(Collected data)

Start of Block

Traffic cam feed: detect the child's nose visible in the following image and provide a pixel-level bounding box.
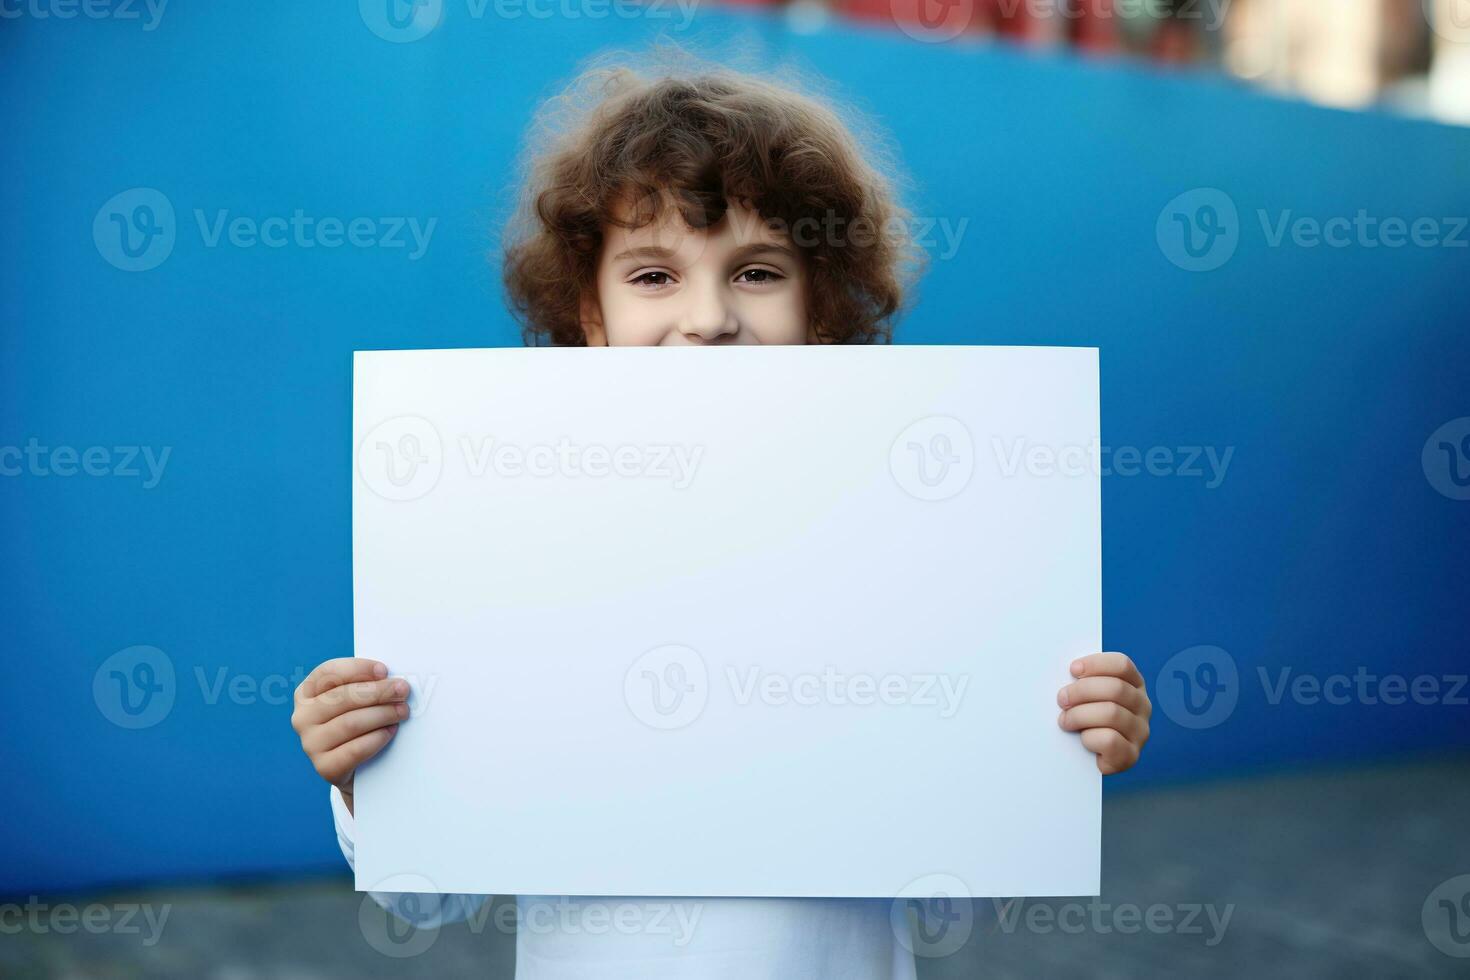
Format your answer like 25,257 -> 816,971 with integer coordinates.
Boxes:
678,279 -> 738,344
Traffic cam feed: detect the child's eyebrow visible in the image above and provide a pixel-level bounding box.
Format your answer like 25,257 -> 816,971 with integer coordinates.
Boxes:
610,245 -> 679,263
728,242 -> 799,264
610,242 -> 799,264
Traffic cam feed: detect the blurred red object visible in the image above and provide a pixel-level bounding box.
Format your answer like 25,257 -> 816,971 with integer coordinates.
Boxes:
830,0 -> 1120,50
836,0 -> 1036,40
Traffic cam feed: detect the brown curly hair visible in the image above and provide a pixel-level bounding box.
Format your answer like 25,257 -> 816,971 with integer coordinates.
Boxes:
500,53 -> 923,347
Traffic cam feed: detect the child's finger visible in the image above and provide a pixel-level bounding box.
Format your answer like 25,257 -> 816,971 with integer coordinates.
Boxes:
1058,676 -> 1148,715
1069,652 -> 1143,688
296,658 -> 388,701
293,677 -> 409,730
1079,726 -> 1140,774
302,702 -> 409,756
1058,701 -> 1149,743
311,725 -> 398,786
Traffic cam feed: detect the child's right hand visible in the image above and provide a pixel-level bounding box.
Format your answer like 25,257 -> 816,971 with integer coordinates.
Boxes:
291,658 -> 410,815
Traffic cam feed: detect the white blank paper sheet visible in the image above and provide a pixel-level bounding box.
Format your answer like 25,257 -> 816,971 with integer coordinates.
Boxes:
352,345 -> 1101,899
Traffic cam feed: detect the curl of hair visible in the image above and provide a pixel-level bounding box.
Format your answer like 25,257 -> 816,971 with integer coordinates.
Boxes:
500,48 -> 924,346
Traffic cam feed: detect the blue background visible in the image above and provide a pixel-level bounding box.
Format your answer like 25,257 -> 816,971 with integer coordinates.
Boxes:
2,2 -> 1467,895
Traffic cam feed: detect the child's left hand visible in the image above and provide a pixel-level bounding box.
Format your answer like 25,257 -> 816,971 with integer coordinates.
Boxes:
1057,652 -> 1151,775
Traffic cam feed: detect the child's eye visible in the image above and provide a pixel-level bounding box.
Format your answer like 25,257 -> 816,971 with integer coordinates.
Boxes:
735,267 -> 783,285
630,271 -> 673,288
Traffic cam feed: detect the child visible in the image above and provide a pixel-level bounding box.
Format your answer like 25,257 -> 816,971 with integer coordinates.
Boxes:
291,55 -> 1151,979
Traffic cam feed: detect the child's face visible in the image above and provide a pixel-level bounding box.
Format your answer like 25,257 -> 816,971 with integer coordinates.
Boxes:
580,195 -> 814,347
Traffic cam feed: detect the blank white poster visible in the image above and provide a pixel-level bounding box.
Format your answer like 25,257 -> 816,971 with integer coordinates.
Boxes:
352,344 -> 1101,898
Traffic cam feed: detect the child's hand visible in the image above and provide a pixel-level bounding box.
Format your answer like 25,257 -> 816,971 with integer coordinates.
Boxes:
291,658 -> 409,813
1057,652 -> 1151,775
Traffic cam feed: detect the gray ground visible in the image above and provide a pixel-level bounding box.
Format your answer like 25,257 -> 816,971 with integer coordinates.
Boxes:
6,754 -> 1469,979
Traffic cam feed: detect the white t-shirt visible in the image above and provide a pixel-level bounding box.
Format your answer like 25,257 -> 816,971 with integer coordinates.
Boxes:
332,787 -> 919,979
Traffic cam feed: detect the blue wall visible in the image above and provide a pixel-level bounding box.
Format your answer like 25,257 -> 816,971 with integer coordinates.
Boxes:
2,3 -> 1467,895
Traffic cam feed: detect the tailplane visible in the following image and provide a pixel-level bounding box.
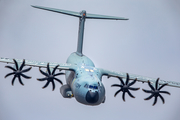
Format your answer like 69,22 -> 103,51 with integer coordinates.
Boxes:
31,5 -> 128,20
31,5 -> 128,56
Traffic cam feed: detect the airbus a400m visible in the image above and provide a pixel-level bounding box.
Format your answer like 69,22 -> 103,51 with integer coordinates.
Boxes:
0,5 -> 179,106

End of Block

* [Problem statement] Look through the data and gather every line with the string "hand" in it.

* [Answer to this task]
Traffic cam feed: detect the child's right hand visible in the image above and provide a pixel-level bounding box.
Traffic cam feed: detect the child's left hand visible in the image above and provide a pixel-level bounding box.
Traffic cam feed: detect the child's hand visible in the image above and provide a pixel-level bounding box.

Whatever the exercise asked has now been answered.